_Work to do_
Copy every one of the following records word for word, leaving out the pictures.
------
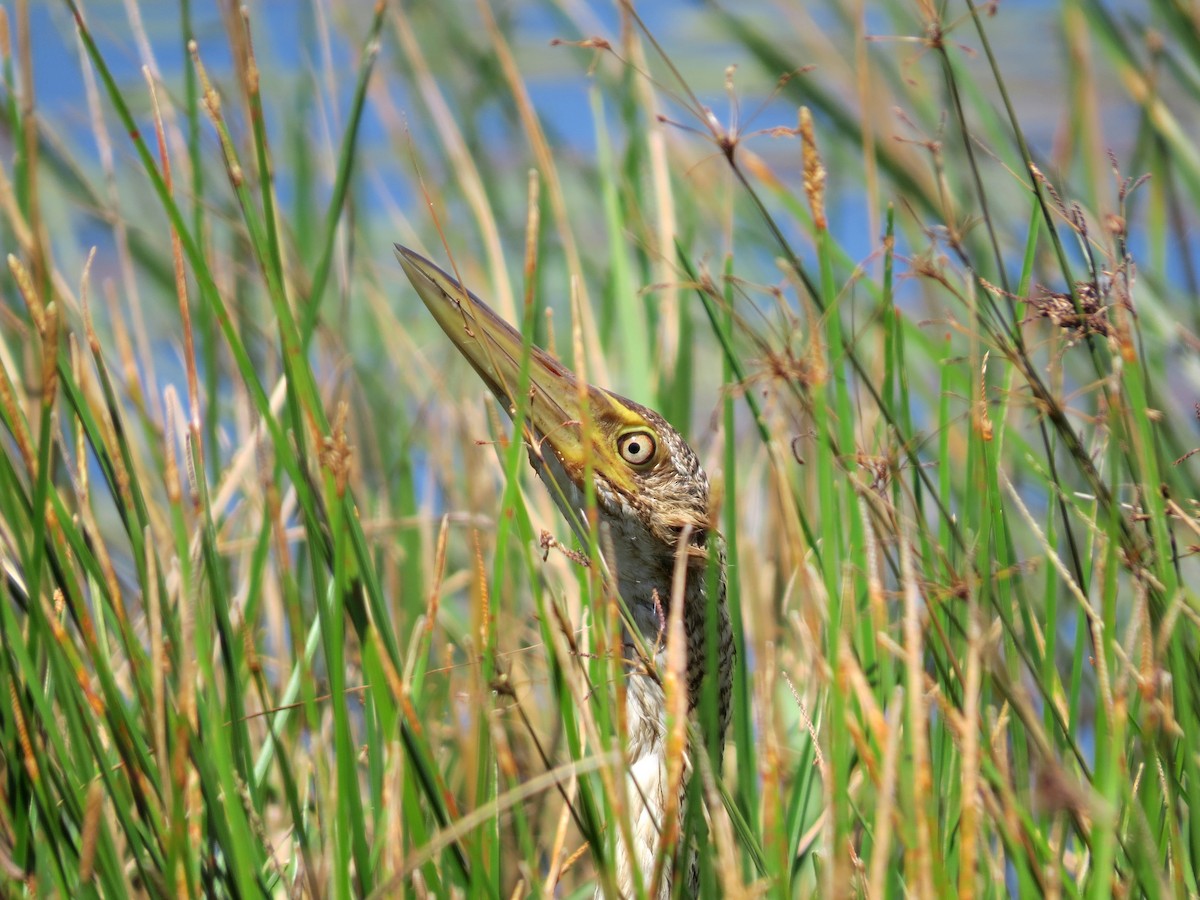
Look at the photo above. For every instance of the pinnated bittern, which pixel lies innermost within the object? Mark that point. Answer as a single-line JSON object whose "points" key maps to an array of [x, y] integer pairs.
{"points": [[653, 495]]}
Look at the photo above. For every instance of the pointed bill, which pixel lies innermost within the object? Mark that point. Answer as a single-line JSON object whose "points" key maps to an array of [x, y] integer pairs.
{"points": [[555, 411]]}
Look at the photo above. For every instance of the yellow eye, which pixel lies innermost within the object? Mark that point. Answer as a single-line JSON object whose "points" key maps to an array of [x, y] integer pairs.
{"points": [[636, 448]]}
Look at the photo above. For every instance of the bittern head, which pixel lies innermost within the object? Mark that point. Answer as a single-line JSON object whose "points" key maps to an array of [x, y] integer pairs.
{"points": [[649, 486]]}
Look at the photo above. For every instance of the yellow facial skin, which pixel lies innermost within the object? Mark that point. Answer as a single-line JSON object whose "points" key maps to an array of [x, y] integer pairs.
{"points": [[621, 441]]}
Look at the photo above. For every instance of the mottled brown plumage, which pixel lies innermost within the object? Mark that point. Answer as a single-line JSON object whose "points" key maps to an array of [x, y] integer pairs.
{"points": [[653, 497]]}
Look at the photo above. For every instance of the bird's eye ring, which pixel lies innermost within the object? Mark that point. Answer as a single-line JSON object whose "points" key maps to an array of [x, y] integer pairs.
{"points": [[636, 448]]}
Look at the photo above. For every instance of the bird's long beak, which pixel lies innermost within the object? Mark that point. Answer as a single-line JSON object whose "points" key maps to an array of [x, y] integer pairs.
{"points": [[557, 405]]}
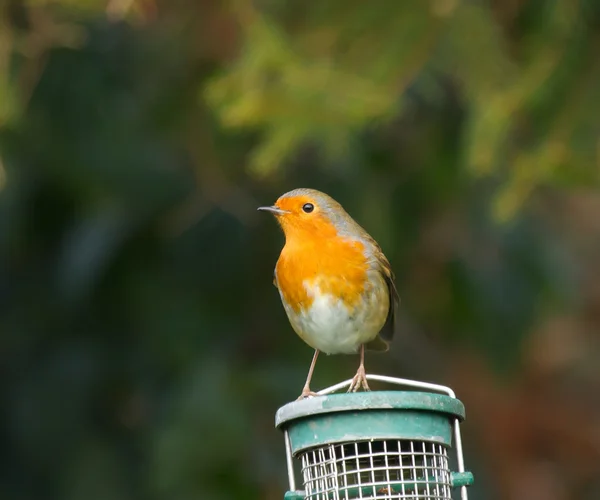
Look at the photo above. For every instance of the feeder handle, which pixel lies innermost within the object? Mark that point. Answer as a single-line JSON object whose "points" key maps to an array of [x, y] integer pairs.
{"points": [[393, 380], [417, 385]]}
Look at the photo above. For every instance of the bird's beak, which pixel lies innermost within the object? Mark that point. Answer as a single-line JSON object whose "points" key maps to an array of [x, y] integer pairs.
{"points": [[274, 210]]}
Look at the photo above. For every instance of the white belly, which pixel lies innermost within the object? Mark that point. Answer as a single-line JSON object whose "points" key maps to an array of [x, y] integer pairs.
{"points": [[331, 327]]}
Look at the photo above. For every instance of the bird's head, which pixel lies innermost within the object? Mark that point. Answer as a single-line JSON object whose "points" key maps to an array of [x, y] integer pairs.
{"points": [[308, 212]]}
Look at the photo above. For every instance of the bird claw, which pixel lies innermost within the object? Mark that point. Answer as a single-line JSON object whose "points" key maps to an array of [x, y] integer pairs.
{"points": [[359, 381], [306, 393]]}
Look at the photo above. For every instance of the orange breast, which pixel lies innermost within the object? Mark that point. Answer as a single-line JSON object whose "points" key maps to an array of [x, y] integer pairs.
{"points": [[336, 265]]}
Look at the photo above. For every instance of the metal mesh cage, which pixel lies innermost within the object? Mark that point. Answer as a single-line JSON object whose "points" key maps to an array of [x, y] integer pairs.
{"points": [[380, 445], [377, 469]]}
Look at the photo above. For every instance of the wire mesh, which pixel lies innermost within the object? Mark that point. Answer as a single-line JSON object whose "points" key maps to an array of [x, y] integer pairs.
{"points": [[385, 469]]}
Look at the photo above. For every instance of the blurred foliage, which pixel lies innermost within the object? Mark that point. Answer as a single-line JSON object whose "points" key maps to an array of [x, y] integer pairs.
{"points": [[143, 348]]}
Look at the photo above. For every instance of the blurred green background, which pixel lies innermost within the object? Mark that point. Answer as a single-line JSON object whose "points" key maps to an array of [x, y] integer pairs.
{"points": [[143, 347]]}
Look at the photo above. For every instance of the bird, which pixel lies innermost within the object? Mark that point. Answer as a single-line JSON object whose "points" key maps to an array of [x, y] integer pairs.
{"points": [[336, 285]]}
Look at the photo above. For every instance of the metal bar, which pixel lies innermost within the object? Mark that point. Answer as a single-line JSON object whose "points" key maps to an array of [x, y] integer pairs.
{"points": [[392, 380], [460, 461], [288, 459]]}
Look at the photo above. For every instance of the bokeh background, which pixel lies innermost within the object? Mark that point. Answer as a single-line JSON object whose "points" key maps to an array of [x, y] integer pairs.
{"points": [[143, 347]]}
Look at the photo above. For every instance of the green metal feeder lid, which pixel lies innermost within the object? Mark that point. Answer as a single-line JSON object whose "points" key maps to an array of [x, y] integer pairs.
{"points": [[380, 415], [374, 400]]}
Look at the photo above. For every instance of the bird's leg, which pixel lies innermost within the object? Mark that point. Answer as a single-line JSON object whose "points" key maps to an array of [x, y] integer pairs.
{"points": [[306, 392], [360, 379]]}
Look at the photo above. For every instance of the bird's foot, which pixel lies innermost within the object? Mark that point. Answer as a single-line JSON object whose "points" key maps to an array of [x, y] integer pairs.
{"points": [[359, 381], [306, 393]]}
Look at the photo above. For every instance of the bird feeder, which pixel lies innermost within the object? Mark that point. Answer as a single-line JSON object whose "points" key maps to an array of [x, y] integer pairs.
{"points": [[391, 445]]}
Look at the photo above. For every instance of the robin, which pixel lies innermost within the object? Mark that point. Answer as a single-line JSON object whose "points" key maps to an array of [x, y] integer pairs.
{"points": [[336, 285]]}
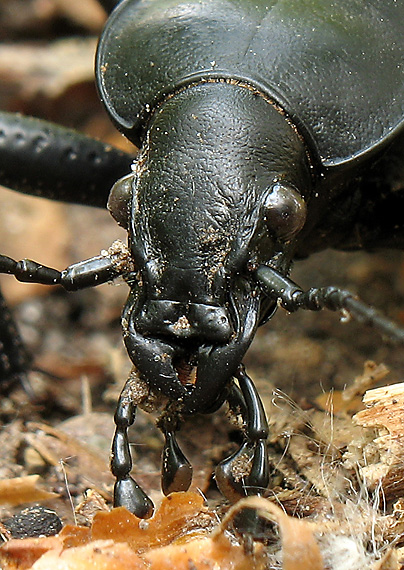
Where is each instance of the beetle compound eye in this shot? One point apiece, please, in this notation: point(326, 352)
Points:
point(284, 211)
point(120, 201)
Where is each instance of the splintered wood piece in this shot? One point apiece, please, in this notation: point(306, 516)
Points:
point(385, 452)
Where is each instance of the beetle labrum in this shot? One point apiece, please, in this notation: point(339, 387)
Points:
point(268, 130)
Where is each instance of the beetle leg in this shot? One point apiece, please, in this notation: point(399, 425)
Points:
point(109, 5)
point(44, 159)
point(231, 482)
point(292, 298)
point(14, 359)
point(88, 273)
point(127, 493)
point(176, 473)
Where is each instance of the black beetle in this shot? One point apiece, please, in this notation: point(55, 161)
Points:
point(268, 131)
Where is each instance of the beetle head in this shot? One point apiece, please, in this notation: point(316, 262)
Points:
point(213, 193)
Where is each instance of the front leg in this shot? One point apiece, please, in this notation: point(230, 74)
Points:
point(89, 273)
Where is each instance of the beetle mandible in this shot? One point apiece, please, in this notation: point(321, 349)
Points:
point(267, 131)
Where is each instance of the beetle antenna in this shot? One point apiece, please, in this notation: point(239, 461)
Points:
point(109, 5)
point(292, 297)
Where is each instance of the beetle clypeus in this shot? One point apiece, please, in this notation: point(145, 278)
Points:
point(267, 131)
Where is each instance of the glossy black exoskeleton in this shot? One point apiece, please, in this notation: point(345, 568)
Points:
point(267, 131)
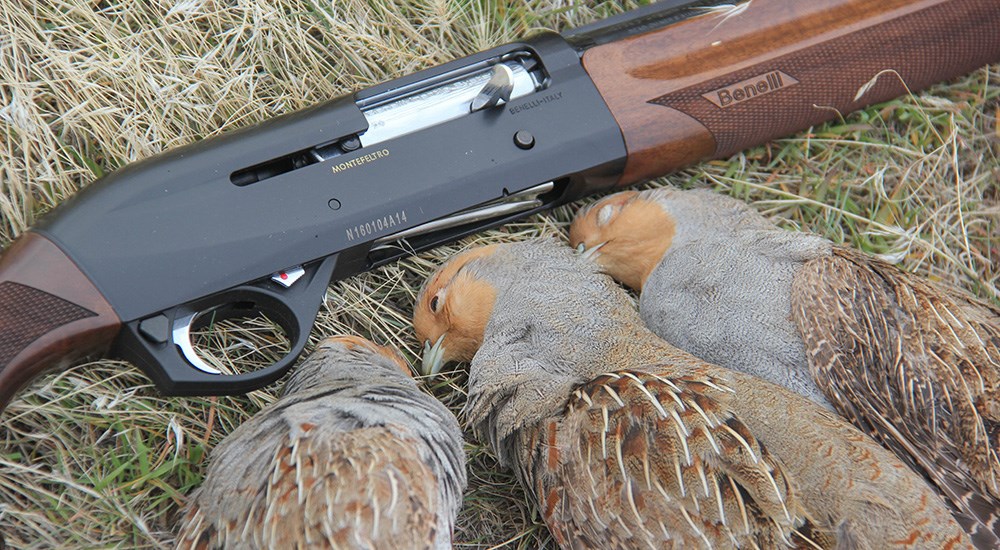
------
_Finished answer_
Look at the photo above. For every instance of the pinnated bittern, which pixel lies innermost within the object? Mark that point. Answer as a single-line JSON object whose "points" key maps to an array of [x, y] integer pairs.
{"points": [[653, 495]]}
Look at the photo above. For every instance of the pointed bill, which pixel lies innermost within the object? Mark that point. Answer as a single-line JSON object whose "points" key maps to an array of [x, y] integer pairs.
{"points": [[555, 411]]}
Look at the photo above. For every instance of the yellow eye, which pixel lies innermost within the object? Mark that point. Answer as a single-line JSON object whose "points" key maps to an array of [x, y] integer pairs.
{"points": [[636, 448]]}
Look at the photo above. For every instance of the bittern head, which pixel lies innermost within the object? Mark that point. Answer as a single-line JSON object whose "points" key maps to an array of [x, y] integer pairs.
{"points": [[649, 486]]}
Look at the photo above. For every instance of the yellow facial skin, which pixel lies innermost within the object? Mark that point. Answer as a single-line JSON object whose "points" key maps to an array of [x, y] integer pairs.
{"points": [[621, 441]]}
Look at the photo above. For every instance of the mottled brown plumage, which pixel lies innermost within the object? Mark that point. Answer as a single-line JSON object whose "points" key maps to an array of [x, y] integer pairs.
{"points": [[653, 497]]}
Look at the photo above. For every instance of the bird's eye ring, which pixel lies innermost within the object? Mark that point. Answer as a single-line JSON object whose "points" key maps to an array of [x, y] integer pairs.
{"points": [[636, 448]]}
Look at the photo above. For every instance of the bird's long beak, which pixel lies innermost within the object? Mark that point. Answer as a single-line JSON object whose "points" key maps to an array of [x, y] integer pairs.
{"points": [[557, 405]]}
Look at the photo above. For every instance of the feeder handle, which pixel lies innermost within the object? Mark that point. Answer as a single-line JSON object whose "points" key maps to an array of [x, y] integer pairs.
{"points": [[393, 380], [417, 385]]}
Look at the photo above. For every instance of the bird's beak, which pixel lies innermost within the object? Mark that point. Answer as a single-line JSON object whose "points" key maps to an array of [x, y] integer pairs.
{"points": [[274, 210]]}
Look at the photo above. For every instance of the white belly, which pixel lies innermost within the object? Mark that point. Answer as a single-line JSON object whose "points" key maps to an array of [x, y] integer pairs.
{"points": [[331, 327]]}
Look at the photo above. For every instance of the bird's head, which pixel lies innermost within the object? Mark that point. Answer as a single-line JSON object whose "points" key maps to an array of [x, y] integer pairs.
{"points": [[308, 212]]}
Look at the photo above. For every instance of the bird claw, which pixel lies innermost within the object? Mark that point. Answer as a single-line JSON object whose "points" key maps to an array of [x, y] integer pairs.
{"points": [[359, 381], [306, 393]]}
Look at the photo above. For every instance of the orange breast, which pixel lies innermost within the object? Mark that point. Answer as a single-line JSON object whose "points" key maps to an array of [x, y] integer pairs.
{"points": [[336, 265]]}
Look at the photo above. For every instance of the metal mesh cage, which pixel lies innermost within the object? Mark that point. Answer as a single-line JSON object whose "points" key maps to an array of [x, y] integer pairs.
{"points": [[380, 445], [377, 469]]}
Look at the photo above. For every instance of the wire mesh, which pixel lies innermost within the object? Mark that point. Answer as a single-line JSON object whose "points" key maps to an array of [x, y] integer pairs.
{"points": [[385, 469]]}
Look at the photo above. For every instance of the blurred foliage, which pixel lies innermost within the object? Mark that point. Answer as a single-line JSON object whose "points" key maps to an array of [x, y] integer pairs.
{"points": [[143, 348]]}
Look at the photo above. For every instance of the blurred green background, which pixel lies innermost within the object? Mark that point. Answer as a single-line JSON object whose "points" key maps to an array of [x, y] integer pairs.
{"points": [[143, 347]]}
Look at the photo above. For every instance of the bird, which pixel lies innermost within the object? Mark that point. Answer as a single-line JSON object whose "points" key maps to an array of [x, y] integer pairs.
{"points": [[336, 285]]}
Look at the photo above. For every instance of the metal bar, which pixel lies innermost within the object? Mark that point. Answer as a single-line JSON object whose "points" key maps to an array of [x, y] integer pairs.
{"points": [[392, 380], [460, 461], [288, 459]]}
Look at the photo above. For every instance of the bokeh background, which pixel lies innermost within the object? Mark that point. Answer as a single-line JSON object whose "points" key maps to an array of [x, y] integer pairs.
{"points": [[143, 347]]}
Look at the photo above. For every instance of the green metal feeder lid, which pixel lies innermost within the object? Mark that point. Answer as a single-line JSON object whose "points" key maps to an array of [x, y] integer pairs.
{"points": [[380, 415], [374, 400]]}
Look at the photo above. For every instance of the bird's leg, which pixel lies innermost within the object? Mark that point. Answer as a single-line JSON object whose "points" key maps to an array of [x, y] integer pairs.
{"points": [[306, 392], [360, 379]]}
Look at the photo above. For every instance of the bird's foot, which pixel lies innermost within the object? Mark that point. Answer as a single-line JSON object whose "points" key maps to an array of [x, y] integer pairs.
{"points": [[359, 381], [306, 393]]}
Look at the photo above. For every instance of the bird feeder, which pixel lies innermost within the object? Mark that point. Answer as a single-line JSON object whose "points" key maps to an array of [x, y] integer pairs.
{"points": [[391, 445]]}
Look at the photo above. For every instance of the robin, which pixel lies innermost within the object? Mark that point. Answer as a single-line JSON object whose "points" key maps to an array of [x, y] integer pairs.
{"points": [[336, 285]]}
Where is each instance of the beetle compound eye in this shot? One point apiece, please, in this notation: point(326, 352)
Points:
point(284, 211)
point(120, 201)
Where is each instance of the splintered wood piece in this shot? One point apiece, please, in this notation: point(306, 516)
Points:
point(385, 452)
Where is each instance of the beetle labrum in this shot? One point apiece, please, in this notation: point(339, 387)
Points:
point(268, 130)
Where is each instance of the beetle leg in this shot? One point apiece, please, in this notation: point(399, 425)
Points:
point(109, 5)
point(44, 159)
point(231, 482)
point(292, 298)
point(14, 359)
point(88, 273)
point(127, 493)
point(176, 473)
Where is each instance of the black beetle in this shot? One point apiece, please, in this notation: point(55, 161)
Points:
point(268, 131)
Where is each instance of the beetle head in this shot? One point apiece, please, in this notation: point(316, 262)
Points:
point(213, 193)
Where is each instance of the front leg in this shot? One point apiece, please, in this notation: point(230, 74)
Points:
point(89, 273)
Where is each instance of the beetle mandible in this shot? One point apiece, please, in this notation: point(321, 349)
Points:
point(267, 131)
Where is each instance of the beetle antenna in this shot? One point apiece, please, in this notation: point(239, 461)
Points:
point(109, 5)
point(292, 297)
Where is each instance of the beetle clypeus in this shot? One point apiece, please, in this notation: point(145, 278)
Points:
point(267, 131)
Where is each instance of the glossy black exoskeleton in this shot? One point apiece, please, in this notation: point(345, 568)
Points:
point(267, 131)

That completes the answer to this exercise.